Reproduce the listing below word for word.

::::

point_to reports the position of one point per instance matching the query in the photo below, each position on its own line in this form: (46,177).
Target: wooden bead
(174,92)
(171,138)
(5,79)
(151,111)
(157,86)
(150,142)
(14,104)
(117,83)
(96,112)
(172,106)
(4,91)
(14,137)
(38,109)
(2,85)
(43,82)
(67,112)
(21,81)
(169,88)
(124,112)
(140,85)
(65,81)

::::

> [Solution to the exercise]:
point_to reports the position of one point per instance matching the query in the photo below, each position on its own line in this form: (46,177).
Target: wooden bead
(174,92)
(171,138)
(5,79)
(151,111)
(157,86)
(150,142)
(14,104)
(117,83)
(96,112)
(172,106)
(4,91)
(14,137)
(38,109)
(2,85)
(43,82)
(67,112)
(21,81)
(169,88)
(124,112)
(140,85)
(65,81)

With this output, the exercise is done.